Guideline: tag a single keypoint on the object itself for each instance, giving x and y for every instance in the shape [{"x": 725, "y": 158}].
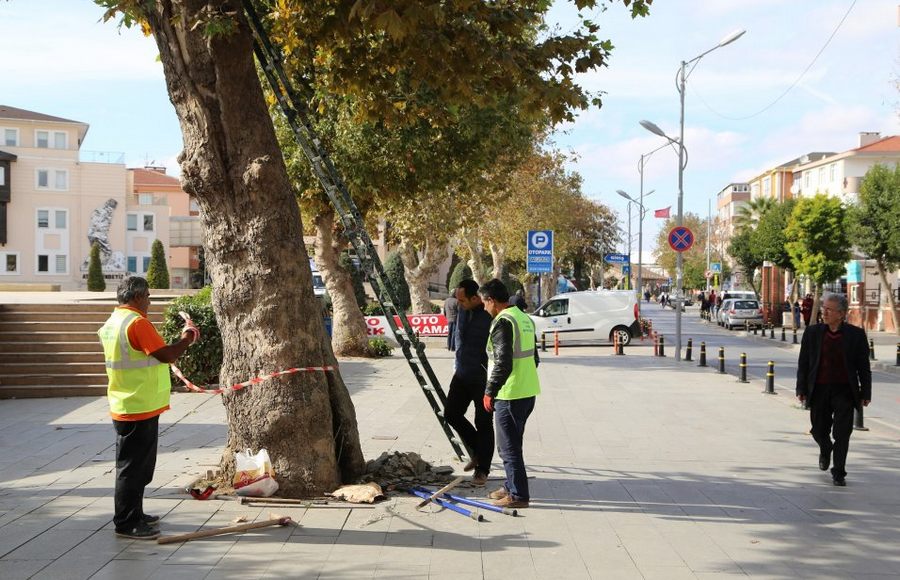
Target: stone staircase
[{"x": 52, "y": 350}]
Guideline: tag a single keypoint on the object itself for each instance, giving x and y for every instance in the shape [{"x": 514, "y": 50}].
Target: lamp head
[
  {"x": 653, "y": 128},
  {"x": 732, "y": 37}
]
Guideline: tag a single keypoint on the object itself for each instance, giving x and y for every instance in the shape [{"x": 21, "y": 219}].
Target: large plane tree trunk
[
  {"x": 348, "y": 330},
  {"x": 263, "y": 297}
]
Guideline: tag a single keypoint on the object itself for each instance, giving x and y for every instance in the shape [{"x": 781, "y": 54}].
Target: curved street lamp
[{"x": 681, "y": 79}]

-=-=-

_WORK TO COMPLETE_. Reproduce the listing above exactly, but skip the pictures.

_COMPLETED TASK_.
Guideline: tag a single keypoint on the object itself for each instance, giving x and y for every instance in the shape [{"x": 725, "y": 158}].
Target: stone staircase
[{"x": 52, "y": 350}]
Guideline: tag a single keypoint on the object itself for each instance, giving x and y for every instance in the shape [{"x": 514, "y": 50}].
Target: lamp head
[
  {"x": 653, "y": 128},
  {"x": 732, "y": 37}
]
Guideline: tag a single keypoint on the object itself for each instance, giving x and y for every instance in the shape [{"x": 21, "y": 219}].
Target: large plane tree trunk
[
  {"x": 348, "y": 330},
  {"x": 263, "y": 297}
]
Guideline: tag a single keypoint on the object itself for each instance, giving x and y for every instance in the shape [{"x": 781, "y": 54}].
Target: curved street lamp
[{"x": 681, "y": 79}]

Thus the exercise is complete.